• Passage provided:
*-*-*
Product Glossary

 AC Power

Alternating Current Power. In the United States, the standard AC Power is single-phase 117VAC/60Hz and is provided from power outlets in the house. 24V AC power can be produced from an AC Adapter.

 Alarm Sensor

Like Video Motion Detector, detects changes of motion to produce an alarm.

 Angle of View

The scene angle that a video camera lens can show on the monitor, like Diagonal Angle, Horizontal Angle and Vertical Angle, usually described in degree.

 Anti-aliasing

A procedure employed to eliminate or reduce (by smoothing and filtering) the aliasing effects.

 Aperture

The light gathering area of a lens, controlled by the iris.

 Auto-Focus Lens

Automatically adjusts the lens focus from surrounding scene and keeps a moving object in focus.

 Automatic Gain
    Control (AGC)

This is a feature of many CCTV cameras that helps keep the strength of the output signal constant, even when the light level changes. In other words, it boosts the signal strength at low light levels, and caps it at higher levels.

 Auto Iris (AI)
*-*-*
• Listed records:
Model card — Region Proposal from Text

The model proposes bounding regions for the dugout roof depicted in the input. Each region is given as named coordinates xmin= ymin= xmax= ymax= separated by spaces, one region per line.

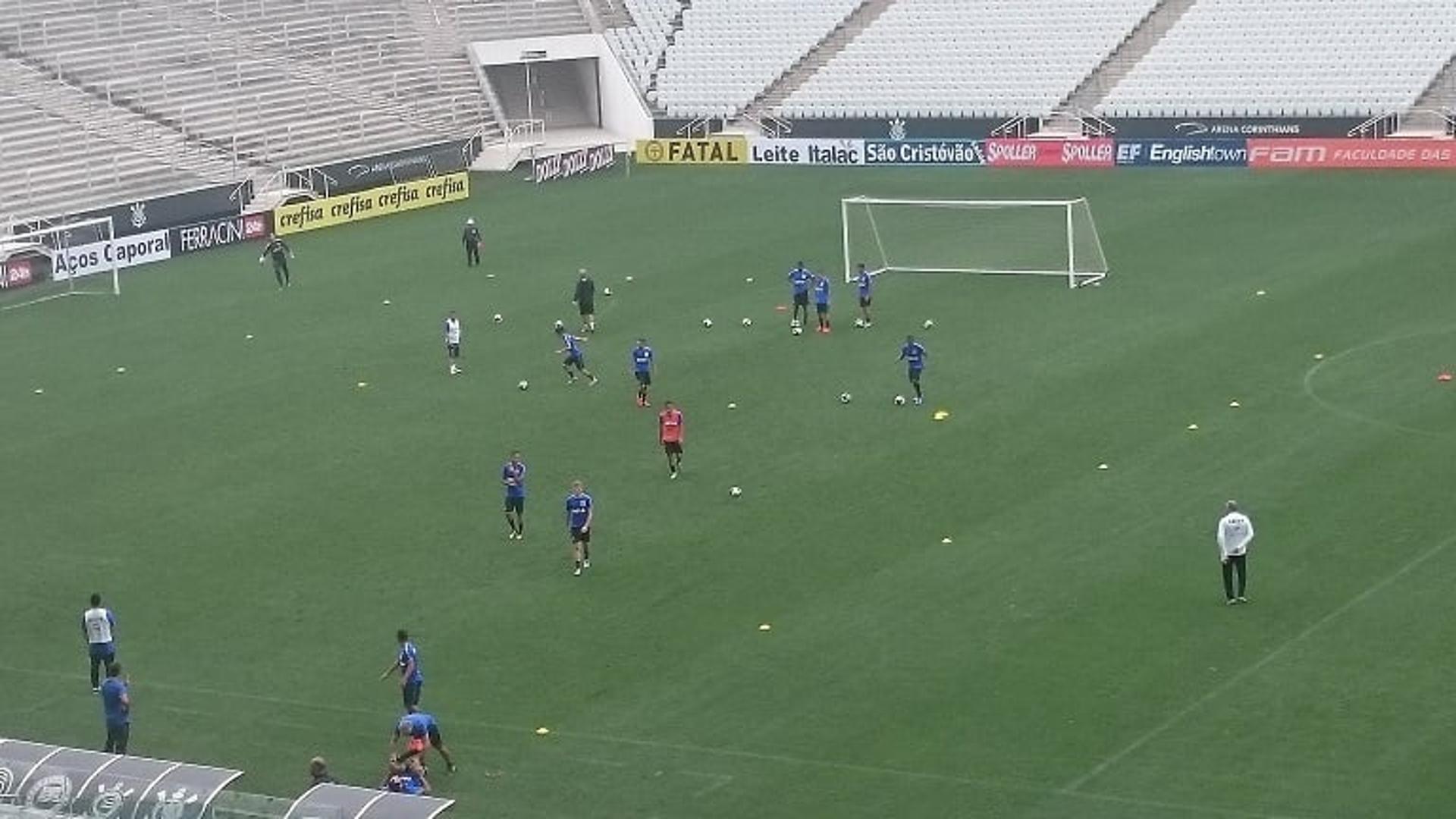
xmin=0 ymin=739 xmax=243 ymax=819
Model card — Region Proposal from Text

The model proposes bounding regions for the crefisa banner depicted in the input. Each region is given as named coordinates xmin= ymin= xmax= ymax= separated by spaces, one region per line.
xmin=49 ymin=231 xmax=172 ymax=281
xmin=532 ymin=144 xmax=617 ymax=182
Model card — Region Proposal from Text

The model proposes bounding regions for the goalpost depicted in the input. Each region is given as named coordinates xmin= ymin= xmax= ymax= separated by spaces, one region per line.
xmin=839 ymin=196 xmax=1108 ymax=287
xmin=0 ymin=215 xmax=121 ymax=310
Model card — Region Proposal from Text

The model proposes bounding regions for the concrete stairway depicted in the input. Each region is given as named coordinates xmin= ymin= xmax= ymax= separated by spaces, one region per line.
xmin=742 ymin=0 xmax=894 ymax=120
xmin=644 ymin=0 xmax=693 ymax=112
xmin=1057 ymin=0 xmax=1195 ymax=112
xmin=1414 ymin=55 xmax=1456 ymax=111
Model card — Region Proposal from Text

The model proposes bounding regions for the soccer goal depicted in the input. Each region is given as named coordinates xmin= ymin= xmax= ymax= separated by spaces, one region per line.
xmin=0 ymin=215 xmax=121 ymax=310
xmin=840 ymin=196 xmax=1108 ymax=287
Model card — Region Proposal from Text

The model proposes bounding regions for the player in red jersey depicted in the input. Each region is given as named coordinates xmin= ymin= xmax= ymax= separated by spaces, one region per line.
xmin=657 ymin=400 xmax=682 ymax=481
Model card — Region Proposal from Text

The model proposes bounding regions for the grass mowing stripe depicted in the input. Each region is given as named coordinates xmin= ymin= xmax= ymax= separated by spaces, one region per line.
xmin=1060 ymin=533 xmax=1456 ymax=792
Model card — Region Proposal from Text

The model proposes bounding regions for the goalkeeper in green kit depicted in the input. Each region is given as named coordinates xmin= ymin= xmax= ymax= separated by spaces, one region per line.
xmin=258 ymin=233 xmax=294 ymax=290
*-*-*
• Short task:
Please say, according to the glossary, what the standard AC power in the United States is.

• Answer:
Single-phase 117VAC/60Hz.